**Exercise:** Copy the data from its first line through the line containing "output: a list", swapping "sky background" for "cloud cover" and keeping everything else the same. Give only those lines.

**Exercise input:**
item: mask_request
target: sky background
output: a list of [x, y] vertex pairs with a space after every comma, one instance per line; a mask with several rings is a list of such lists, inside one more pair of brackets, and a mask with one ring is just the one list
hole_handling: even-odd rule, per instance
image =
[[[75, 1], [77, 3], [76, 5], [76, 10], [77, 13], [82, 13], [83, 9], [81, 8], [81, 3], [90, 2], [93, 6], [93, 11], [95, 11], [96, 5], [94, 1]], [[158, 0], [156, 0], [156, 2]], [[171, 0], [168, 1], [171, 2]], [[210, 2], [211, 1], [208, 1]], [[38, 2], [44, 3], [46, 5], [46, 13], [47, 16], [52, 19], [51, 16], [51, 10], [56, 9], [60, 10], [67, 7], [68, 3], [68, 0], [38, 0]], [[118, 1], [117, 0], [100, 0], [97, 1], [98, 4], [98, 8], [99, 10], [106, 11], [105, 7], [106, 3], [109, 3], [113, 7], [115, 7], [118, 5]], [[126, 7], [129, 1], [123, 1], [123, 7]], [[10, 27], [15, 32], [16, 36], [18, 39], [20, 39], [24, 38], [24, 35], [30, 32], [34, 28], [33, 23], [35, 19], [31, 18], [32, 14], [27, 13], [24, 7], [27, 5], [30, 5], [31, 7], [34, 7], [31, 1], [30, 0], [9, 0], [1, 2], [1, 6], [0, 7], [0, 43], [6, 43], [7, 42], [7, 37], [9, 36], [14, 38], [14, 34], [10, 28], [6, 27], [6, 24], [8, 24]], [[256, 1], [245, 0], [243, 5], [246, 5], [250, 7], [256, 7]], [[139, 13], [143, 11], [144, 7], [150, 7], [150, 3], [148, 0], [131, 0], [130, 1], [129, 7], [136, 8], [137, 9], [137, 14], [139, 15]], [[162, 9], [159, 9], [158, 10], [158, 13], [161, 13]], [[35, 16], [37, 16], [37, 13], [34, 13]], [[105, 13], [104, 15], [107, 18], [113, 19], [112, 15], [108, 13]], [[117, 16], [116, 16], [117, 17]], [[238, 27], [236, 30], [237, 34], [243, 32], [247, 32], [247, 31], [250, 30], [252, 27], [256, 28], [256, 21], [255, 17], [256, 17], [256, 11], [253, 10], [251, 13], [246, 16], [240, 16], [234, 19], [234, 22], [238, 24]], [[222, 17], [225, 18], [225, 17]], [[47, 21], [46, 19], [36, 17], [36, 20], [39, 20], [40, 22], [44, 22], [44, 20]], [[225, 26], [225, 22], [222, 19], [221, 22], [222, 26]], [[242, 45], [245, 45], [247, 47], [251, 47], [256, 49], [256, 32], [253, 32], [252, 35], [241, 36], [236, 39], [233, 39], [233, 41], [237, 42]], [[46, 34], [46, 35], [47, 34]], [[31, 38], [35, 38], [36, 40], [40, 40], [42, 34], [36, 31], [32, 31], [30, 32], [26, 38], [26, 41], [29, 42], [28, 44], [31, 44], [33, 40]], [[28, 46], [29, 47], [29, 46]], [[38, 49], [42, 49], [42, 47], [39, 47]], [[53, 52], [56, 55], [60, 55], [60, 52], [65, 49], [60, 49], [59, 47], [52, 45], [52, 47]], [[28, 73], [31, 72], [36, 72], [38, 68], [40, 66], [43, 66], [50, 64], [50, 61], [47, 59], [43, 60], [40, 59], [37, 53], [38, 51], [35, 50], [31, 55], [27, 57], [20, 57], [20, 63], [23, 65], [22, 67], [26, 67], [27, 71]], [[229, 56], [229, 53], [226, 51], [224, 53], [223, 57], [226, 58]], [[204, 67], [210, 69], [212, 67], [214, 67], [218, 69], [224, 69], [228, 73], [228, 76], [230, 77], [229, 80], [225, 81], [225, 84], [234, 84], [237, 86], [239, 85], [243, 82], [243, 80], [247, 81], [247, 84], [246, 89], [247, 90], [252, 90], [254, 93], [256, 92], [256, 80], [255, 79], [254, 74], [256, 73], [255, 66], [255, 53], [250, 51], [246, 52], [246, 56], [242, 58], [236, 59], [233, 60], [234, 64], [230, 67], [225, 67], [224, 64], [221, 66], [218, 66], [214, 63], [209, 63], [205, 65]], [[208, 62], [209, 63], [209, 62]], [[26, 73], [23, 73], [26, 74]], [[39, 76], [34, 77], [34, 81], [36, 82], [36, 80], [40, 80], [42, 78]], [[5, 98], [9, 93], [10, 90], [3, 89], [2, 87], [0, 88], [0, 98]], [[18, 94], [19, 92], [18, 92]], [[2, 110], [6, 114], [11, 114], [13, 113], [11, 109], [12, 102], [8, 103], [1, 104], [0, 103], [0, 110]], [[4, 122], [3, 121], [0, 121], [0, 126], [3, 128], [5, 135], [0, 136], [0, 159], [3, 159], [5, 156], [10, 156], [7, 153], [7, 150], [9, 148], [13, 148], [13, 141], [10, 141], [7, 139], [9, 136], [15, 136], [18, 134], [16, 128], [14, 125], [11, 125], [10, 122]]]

**Exercise response:**
item: mask_request
target: cloud cover
output: a list of [x, y] vertex pairs with a space after every comma, one instance per line; a mask with several rings is a list of such lists, inside one more pair of brackets, and a mask with one ring is just the one list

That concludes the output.